● What is required
Work through the data below and give the number of lines holding "brick", nothing more.
Start of Records for this exercise
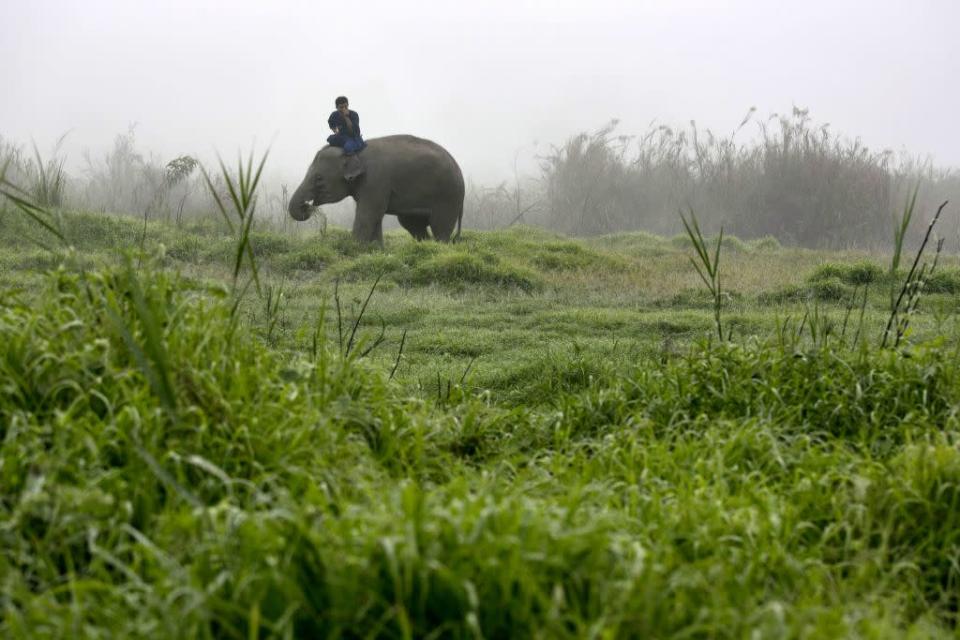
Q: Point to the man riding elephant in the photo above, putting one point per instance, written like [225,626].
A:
[345,125]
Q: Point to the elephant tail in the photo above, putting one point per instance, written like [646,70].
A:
[456,238]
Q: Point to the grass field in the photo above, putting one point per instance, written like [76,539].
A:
[548,440]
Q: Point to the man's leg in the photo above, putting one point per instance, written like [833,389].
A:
[354,166]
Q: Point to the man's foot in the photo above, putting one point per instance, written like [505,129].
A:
[353,167]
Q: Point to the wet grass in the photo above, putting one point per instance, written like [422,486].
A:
[562,451]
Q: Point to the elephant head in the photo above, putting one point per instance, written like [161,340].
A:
[323,184]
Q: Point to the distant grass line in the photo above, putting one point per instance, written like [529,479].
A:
[167,473]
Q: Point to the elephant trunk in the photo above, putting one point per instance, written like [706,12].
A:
[299,206]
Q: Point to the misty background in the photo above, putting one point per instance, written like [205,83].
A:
[806,121]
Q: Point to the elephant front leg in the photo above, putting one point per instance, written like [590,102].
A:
[416,225]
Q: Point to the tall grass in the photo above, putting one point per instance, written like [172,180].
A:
[168,471]
[793,179]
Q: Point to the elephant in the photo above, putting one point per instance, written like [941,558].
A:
[412,178]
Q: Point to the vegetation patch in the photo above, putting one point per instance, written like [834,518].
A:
[458,270]
[855,274]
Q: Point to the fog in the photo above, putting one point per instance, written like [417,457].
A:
[497,83]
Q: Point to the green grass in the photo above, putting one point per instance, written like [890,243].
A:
[564,450]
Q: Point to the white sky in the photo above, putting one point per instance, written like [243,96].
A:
[486,79]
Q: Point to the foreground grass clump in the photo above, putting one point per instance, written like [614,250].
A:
[165,473]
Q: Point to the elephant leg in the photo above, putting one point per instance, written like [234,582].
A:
[443,222]
[416,225]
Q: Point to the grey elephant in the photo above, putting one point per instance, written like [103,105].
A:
[412,178]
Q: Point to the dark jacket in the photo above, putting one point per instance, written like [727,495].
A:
[337,121]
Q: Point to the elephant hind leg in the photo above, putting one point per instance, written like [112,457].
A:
[444,221]
[416,225]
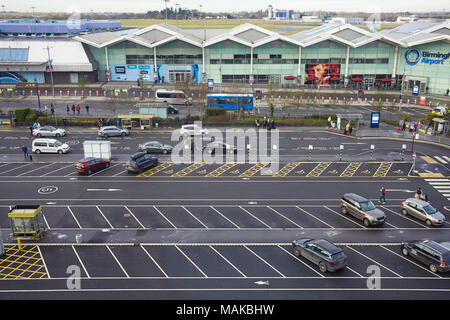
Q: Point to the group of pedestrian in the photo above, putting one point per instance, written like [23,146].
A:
[266,124]
[348,129]
[77,108]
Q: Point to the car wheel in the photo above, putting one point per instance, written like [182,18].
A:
[433,268]
[322,267]
[366,222]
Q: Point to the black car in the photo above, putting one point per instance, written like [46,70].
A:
[225,148]
[320,252]
[155,147]
[140,162]
[434,255]
[172,110]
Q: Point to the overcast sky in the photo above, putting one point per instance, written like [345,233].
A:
[227,6]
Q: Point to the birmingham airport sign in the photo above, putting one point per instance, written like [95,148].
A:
[413,57]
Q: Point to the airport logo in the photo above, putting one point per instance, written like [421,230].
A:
[413,56]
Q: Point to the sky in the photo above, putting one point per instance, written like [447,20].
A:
[371,6]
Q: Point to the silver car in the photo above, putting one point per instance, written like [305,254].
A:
[422,210]
[48,131]
[111,131]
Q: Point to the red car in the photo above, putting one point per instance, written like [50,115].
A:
[89,165]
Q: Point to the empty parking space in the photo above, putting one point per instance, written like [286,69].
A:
[99,262]
[136,261]
[173,261]
[120,217]
[58,259]
[60,217]
[180,217]
[90,217]
[247,262]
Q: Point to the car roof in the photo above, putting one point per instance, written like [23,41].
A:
[418,201]
[328,246]
[355,197]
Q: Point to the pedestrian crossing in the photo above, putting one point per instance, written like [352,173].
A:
[441,185]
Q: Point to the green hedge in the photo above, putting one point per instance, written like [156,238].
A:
[20,114]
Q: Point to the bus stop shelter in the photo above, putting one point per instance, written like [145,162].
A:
[354,119]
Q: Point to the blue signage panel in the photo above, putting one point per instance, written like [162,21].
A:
[375,120]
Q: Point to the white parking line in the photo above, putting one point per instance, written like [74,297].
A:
[104,217]
[43,261]
[76,220]
[400,215]
[376,262]
[34,169]
[224,217]
[70,165]
[255,217]
[204,274]
[265,262]
[115,258]
[154,261]
[314,216]
[227,261]
[299,260]
[411,262]
[81,262]
[195,217]
[154,207]
[345,217]
[284,217]
[143,227]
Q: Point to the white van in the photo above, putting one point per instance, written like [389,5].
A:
[172,97]
[49,146]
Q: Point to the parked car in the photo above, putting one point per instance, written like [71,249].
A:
[89,165]
[140,162]
[362,209]
[155,147]
[434,255]
[211,147]
[45,145]
[320,252]
[422,210]
[193,130]
[48,131]
[111,131]
[172,110]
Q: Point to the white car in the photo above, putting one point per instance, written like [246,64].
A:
[193,130]
[49,131]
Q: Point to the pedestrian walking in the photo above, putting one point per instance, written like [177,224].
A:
[25,151]
[383,195]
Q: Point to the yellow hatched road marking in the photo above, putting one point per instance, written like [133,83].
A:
[189,169]
[383,169]
[287,169]
[317,171]
[351,169]
[156,169]
[220,170]
[253,170]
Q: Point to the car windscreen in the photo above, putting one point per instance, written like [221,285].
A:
[367,206]
[429,209]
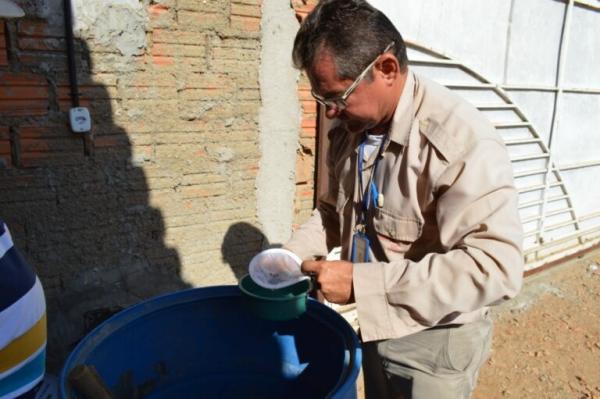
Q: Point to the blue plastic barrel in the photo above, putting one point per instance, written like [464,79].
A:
[202,343]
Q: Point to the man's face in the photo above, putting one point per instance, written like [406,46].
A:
[364,107]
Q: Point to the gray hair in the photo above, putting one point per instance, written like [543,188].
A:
[353,31]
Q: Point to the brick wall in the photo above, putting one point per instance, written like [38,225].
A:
[307,153]
[161,195]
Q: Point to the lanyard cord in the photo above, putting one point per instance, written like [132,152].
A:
[370,192]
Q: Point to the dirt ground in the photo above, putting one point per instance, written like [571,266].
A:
[546,341]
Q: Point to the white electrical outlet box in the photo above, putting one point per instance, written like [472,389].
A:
[81,121]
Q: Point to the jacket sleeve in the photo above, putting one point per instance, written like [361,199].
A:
[482,261]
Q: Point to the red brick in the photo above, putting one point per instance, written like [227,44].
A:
[201,20]
[245,10]
[247,24]
[157,10]
[309,106]
[178,37]
[163,61]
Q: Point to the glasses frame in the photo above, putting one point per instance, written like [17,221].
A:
[339,102]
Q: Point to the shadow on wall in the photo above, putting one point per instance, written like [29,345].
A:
[241,242]
[85,223]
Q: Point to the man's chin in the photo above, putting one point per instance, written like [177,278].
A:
[355,126]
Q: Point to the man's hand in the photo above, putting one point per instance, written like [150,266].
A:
[334,277]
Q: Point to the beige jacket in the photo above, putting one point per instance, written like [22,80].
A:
[447,241]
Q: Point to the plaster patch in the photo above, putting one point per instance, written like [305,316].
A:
[118,24]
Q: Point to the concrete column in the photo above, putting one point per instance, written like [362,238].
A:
[279,121]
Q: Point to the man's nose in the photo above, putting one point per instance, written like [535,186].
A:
[331,111]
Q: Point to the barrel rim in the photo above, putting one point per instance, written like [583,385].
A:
[315,309]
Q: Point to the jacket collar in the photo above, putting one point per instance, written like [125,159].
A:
[404,114]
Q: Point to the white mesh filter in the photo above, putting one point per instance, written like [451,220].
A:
[276,268]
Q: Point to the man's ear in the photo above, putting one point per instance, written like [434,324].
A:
[388,66]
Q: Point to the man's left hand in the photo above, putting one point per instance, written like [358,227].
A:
[334,278]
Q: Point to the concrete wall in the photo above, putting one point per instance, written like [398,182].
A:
[162,195]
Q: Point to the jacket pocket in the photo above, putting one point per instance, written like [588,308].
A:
[396,227]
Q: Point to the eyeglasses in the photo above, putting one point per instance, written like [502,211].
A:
[339,102]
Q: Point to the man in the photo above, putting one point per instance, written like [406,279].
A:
[22,324]
[422,201]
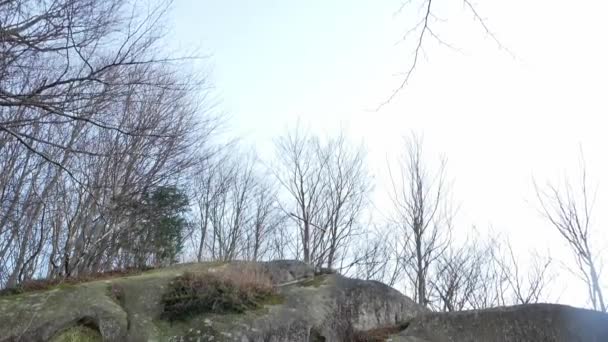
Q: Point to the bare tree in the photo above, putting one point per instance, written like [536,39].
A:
[326,186]
[92,116]
[569,210]
[422,216]
[425,28]
[486,273]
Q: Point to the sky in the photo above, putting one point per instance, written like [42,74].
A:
[502,115]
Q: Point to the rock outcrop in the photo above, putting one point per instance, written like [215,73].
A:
[325,307]
[521,323]
[310,307]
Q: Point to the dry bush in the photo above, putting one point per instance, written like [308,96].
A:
[235,289]
[45,284]
[378,334]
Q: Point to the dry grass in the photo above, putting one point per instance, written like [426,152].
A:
[46,284]
[378,334]
[235,289]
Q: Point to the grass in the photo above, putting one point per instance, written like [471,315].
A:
[379,334]
[234,289]
[315,281]
[78,333]
[47,284]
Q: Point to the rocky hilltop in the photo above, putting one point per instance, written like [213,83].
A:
[303,305]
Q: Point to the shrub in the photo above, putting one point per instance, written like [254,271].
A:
[233,290]
[46,284]
[379,334]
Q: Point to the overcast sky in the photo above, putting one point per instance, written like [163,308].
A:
[500,117]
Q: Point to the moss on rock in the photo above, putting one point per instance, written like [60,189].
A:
[79,333]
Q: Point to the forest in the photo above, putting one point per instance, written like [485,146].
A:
[112,159]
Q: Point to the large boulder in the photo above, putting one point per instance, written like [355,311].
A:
[310,307]
[521,323]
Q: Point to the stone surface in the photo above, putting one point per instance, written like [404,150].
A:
[522,323]
[326,307]
[310,307]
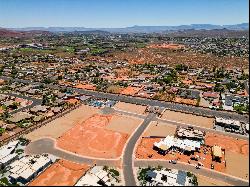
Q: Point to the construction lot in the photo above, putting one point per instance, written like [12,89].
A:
[133,108]
[56,128]
[237,153]
[206,181]
[123,124]
[91,138]
[188,119]
[61,173]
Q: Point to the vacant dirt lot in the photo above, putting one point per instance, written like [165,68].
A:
[188,119]
[138,109]
[90,138]
[159,129]
[237,164]
[59,126]
[61,173]
[131,90]
[123,124]
[228,143]
[206,181]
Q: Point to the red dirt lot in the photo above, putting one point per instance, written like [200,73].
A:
[228,143]
[145,151]
[166,46]
[61,173]
[85,86]
[92,139]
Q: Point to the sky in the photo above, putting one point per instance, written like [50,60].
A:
[120,13]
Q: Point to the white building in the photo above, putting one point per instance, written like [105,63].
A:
[8,153]
[171,142]
[94,177]
[28,167]
[227,123]
[167,178]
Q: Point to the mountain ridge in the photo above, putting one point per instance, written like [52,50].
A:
[139,29]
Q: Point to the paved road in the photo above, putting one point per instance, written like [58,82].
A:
[191,168]
[34,102]
[47,145]
[246,83]
[144,101]
[128,153]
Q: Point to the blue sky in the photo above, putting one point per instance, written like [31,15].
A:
[120,13]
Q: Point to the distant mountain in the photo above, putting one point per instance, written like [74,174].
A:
[209,33]
[141,29]
[15,33]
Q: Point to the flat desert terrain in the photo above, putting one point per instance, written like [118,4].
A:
[61,173]
[123,124]
[188,119]
[237,164]
[159,129]
[90,138]
[206,181]
[133,108]
[56,128]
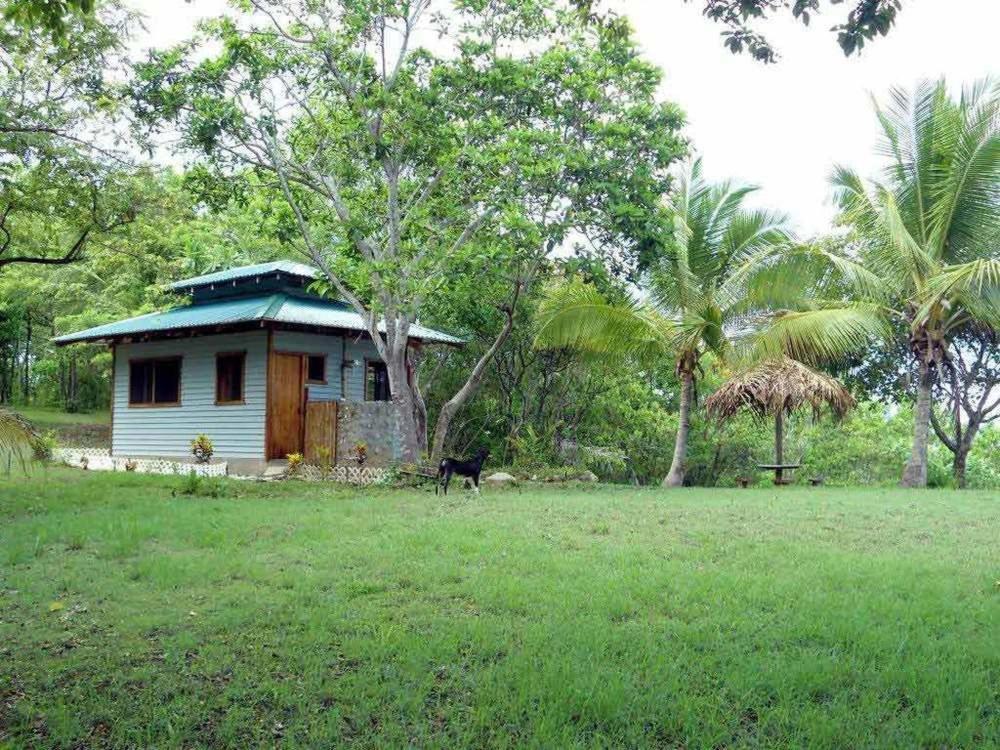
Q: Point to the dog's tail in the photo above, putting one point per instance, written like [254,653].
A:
[437,482]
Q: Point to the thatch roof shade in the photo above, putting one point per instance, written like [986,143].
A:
[777,387]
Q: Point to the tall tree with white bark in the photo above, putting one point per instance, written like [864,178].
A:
[413,147]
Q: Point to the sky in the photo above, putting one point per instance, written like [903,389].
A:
[783,126]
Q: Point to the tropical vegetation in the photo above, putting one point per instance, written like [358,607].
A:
[545,217]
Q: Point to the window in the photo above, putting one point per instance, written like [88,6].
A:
[229,375]
[376,381]
[155,382]
[316,368]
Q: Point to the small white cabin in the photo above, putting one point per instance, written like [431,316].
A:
[245,362]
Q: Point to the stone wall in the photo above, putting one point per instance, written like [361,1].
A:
[375,423]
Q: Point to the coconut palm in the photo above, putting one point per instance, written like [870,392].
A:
[688,305]
[925,250]
[777,388]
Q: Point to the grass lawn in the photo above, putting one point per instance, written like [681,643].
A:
End of Records for this exercise
● Response box
2